## Required work
Write out the part of the reliability text that starts at the words "In the case" and stops after the words "in Figure 5.".

## Reading text
In the case of non-repairable systems, the survival probability or the hazard rate are computed to determine the occurrence of failure events. The mean time to failure expresses the lifetime of the system involved [26]. The hazard rate is characterized by three states, decreasing at the beginning of the life, constant during the service life, and increasing at the end of the life. These behaviors are typically presented in the form of the bathtub curve as shown in Figure 5.

Early life failures are often associated with defects due to production, assembly, etc. Various controls are used to prevent these products from reaching the customer. Regarding lifetime failures, they are often considered random failures, which means that an unusual level of stress on the system exceeds its capacity and causes the failure. Finally, when the number of failures is increasing (end-of-life), they are typically associated with aging and physical degradation of components [27]. By using the bathtub curves, it is easy for practitioners to know at what stage of the aging process the system is, and apply the maintenance program accordingly. As mentioned above, reliability is measured with probabilistic functions, which are derived from lifetime distributions. In inferential statistics, this is referred to as parametric analysis; first, the appropriate distributions are selected, and then the parameters are extracted from the data. The most commonly used distributions used in RAMS are the exponential distribution, the Weibull distribution, and the gamma distribution [13,19].

Table 1. Representation functions from lifetime distributions.

## The data
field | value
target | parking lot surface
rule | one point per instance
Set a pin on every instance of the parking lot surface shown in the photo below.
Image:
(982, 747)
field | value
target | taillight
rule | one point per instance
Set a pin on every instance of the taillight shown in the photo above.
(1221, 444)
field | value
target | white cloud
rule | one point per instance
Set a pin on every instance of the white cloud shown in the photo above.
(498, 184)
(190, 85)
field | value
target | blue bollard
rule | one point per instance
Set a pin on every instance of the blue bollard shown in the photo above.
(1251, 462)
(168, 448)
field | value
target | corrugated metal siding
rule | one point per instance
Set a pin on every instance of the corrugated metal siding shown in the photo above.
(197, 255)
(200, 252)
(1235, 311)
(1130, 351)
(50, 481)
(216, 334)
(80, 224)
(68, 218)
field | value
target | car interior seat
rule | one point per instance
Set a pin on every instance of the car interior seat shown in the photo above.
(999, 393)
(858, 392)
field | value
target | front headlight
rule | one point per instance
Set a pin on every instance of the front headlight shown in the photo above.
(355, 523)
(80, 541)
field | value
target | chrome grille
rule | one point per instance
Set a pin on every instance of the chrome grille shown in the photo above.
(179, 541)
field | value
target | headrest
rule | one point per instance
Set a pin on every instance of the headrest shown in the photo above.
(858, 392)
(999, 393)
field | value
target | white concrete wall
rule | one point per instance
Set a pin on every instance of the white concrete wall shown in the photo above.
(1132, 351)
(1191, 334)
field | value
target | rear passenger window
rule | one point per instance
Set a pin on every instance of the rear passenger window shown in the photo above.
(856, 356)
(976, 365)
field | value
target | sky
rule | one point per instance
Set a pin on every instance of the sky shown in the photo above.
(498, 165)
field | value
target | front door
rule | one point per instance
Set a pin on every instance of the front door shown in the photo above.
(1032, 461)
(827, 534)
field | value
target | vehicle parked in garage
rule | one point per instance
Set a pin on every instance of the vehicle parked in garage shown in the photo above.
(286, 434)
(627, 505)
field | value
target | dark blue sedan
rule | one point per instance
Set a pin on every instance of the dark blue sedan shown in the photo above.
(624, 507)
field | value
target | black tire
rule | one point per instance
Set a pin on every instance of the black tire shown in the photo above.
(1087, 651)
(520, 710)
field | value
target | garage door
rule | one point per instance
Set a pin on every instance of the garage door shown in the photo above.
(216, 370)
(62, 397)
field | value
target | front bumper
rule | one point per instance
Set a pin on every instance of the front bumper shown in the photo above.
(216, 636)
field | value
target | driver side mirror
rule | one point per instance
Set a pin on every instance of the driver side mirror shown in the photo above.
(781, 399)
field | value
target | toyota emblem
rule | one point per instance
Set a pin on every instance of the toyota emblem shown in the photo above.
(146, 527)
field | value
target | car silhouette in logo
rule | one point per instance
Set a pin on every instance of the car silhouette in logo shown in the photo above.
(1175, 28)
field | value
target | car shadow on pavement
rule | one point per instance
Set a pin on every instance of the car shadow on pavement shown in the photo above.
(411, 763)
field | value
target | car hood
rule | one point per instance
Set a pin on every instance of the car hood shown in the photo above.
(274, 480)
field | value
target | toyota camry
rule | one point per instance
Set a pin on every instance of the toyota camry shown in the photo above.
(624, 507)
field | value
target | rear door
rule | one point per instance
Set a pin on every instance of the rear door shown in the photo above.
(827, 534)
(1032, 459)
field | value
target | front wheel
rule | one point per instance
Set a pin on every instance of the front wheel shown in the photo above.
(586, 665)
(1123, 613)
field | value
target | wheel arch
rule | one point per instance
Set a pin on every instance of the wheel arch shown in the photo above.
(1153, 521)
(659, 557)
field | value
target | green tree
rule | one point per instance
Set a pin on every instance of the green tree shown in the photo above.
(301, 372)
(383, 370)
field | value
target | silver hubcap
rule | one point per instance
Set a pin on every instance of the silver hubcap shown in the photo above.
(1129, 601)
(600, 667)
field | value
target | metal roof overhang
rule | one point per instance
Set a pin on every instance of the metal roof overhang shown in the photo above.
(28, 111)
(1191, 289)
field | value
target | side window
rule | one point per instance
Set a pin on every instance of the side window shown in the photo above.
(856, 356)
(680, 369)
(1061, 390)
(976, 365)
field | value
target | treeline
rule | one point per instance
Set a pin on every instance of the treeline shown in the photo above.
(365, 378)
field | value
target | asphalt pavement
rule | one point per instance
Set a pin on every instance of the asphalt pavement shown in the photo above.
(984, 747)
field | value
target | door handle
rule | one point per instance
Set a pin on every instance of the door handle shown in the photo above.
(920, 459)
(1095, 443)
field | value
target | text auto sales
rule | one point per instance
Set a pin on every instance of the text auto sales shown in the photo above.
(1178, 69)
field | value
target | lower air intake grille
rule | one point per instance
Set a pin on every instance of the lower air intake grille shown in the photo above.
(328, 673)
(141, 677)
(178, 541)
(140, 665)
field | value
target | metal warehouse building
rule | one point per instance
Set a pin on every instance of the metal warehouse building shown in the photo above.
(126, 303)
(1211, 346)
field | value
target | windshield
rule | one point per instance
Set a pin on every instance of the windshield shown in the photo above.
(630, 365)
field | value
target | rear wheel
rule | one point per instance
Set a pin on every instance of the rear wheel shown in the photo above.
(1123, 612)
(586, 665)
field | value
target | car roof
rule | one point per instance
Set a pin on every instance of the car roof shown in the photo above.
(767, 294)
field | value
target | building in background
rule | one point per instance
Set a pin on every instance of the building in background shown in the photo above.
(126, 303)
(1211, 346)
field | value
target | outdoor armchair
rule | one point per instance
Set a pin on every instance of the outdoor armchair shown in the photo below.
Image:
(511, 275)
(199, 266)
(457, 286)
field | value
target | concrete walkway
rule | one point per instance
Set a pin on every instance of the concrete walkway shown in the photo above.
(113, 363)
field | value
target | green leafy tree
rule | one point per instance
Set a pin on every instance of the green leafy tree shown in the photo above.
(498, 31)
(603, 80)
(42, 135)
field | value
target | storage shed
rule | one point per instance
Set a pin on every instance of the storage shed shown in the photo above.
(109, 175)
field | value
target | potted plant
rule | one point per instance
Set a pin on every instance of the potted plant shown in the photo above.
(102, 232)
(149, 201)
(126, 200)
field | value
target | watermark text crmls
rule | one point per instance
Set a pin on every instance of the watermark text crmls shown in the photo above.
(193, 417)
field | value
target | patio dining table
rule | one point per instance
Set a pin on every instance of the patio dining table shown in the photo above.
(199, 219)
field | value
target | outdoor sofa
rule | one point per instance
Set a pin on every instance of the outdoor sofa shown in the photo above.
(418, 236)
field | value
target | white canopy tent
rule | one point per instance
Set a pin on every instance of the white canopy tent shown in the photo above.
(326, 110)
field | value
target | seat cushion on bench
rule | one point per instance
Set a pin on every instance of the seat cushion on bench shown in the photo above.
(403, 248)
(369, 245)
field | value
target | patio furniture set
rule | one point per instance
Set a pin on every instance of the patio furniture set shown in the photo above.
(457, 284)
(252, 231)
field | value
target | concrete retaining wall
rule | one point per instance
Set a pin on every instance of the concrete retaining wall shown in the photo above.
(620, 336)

## Task output
In the case of non-repairable systems, the survival probability or the hazard rate are computed to determine the occurrence of failure events. The mean time to failure expresses the lifetime of the system involved [26]. The hazard rate is characterized by three states, decreasing at the beginning of the life, constant during the service life, and increasing at the end of the life. These behaviors are typically presented in the form of the bathtub curve as shown in Figure 5.